* Petunjuk Tugas:
[a] Menurut teks tentang tic vokal, tic vokal dapat terjadi bersamaan dengan jenis tic apa?
[b] Salin bagian teks tentang tic vokal tanpa perubahan, dimulai dari "Sama seperti tic" dan terus sampai "setelah tic terjadi.".

Sama seperti tic motorik, tic vokal juga dibedakan menjadi tic sederhana dan kompleks. Berikut ini adalah contoh tic vokal:
- Batuk
- Berdeham
- Mendengkur
- Mengendus
- Mengeluarkan suara hewan, seperti menggonggong atau mendesis
Meskipun jarang terjadi, gejala yang muncul pada tic vokal kompleks antara lain:
- Mengulangi kata atau kalimat sendiri
- Mengulangi kata atau kalimat orang lain
- Mengumpat menggunakan kata-kata vulgar atau kasar
Tic vokal bisa terjadi bersamaan dengan tic motorik. Beberapa penderita sindrom Tourrete juga dapat merasakan kesemutan atau tegang otot. Kondisi tersebut akan menghilang setelah tic terjadi.
Beberapa penderita sindrom Tourette juga mengalami ADHD, sehingga merasa cemas, sulit belajar karena disleksia, hingga OCD.

* Data yang Diberikan:

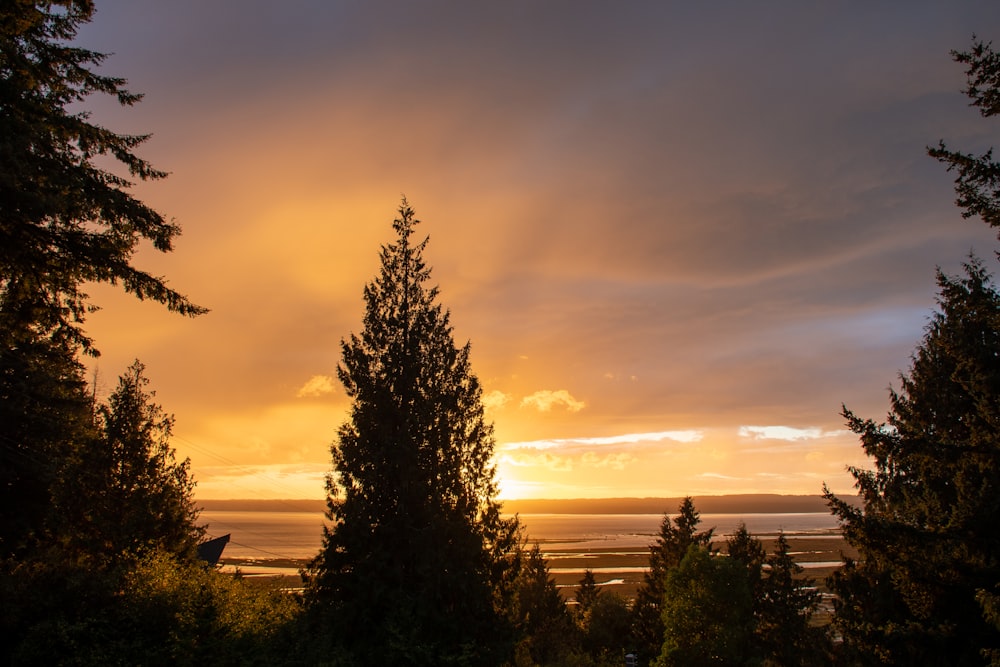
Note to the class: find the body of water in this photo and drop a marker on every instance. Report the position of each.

...

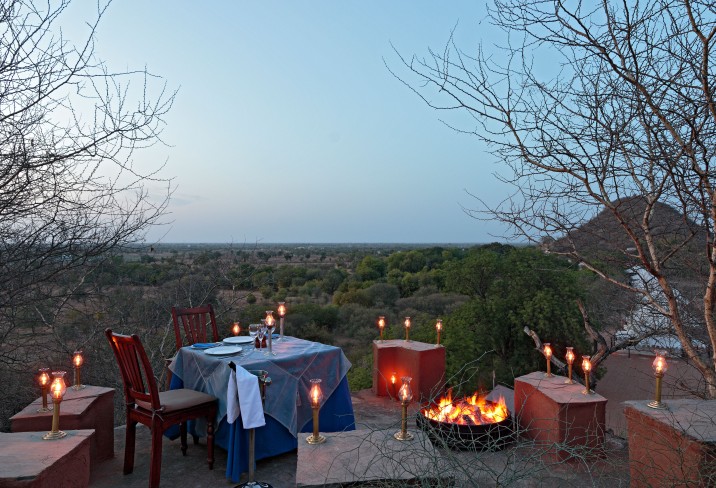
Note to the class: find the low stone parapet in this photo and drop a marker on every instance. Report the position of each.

* Jawaban Tugas:
[a] Tic motorik.

[b]
Sama seperti tic motorik, tic vokal juga dibedakan menjadi tic sederhana dan kompleks. Berikut ini adalah contoh tic vokal:
- Batuk
- Berdeham
- Mendengkur
- Mengendus
- Mengeluarkan suara hewan, seperti menggonggong atau mendesis
Meskipun jarang terjadi, gejala yang muncul pada tic vokal kompleks antara lain:
- Mengulangi kata atau kalimat sendiri
- Mengulangi kata atau kalimat orang lain
- Mengumpat menggunakan kata-kata vulgar atau kasar
Tic vokal bisa terjadi bersamaan dengan tic motorik. Beberapa penderita sindrom Tourrete juga dapat merasakan kesemutan atau tegang otot. Kondisi tersebut akan menghilang setelah tic terjadi.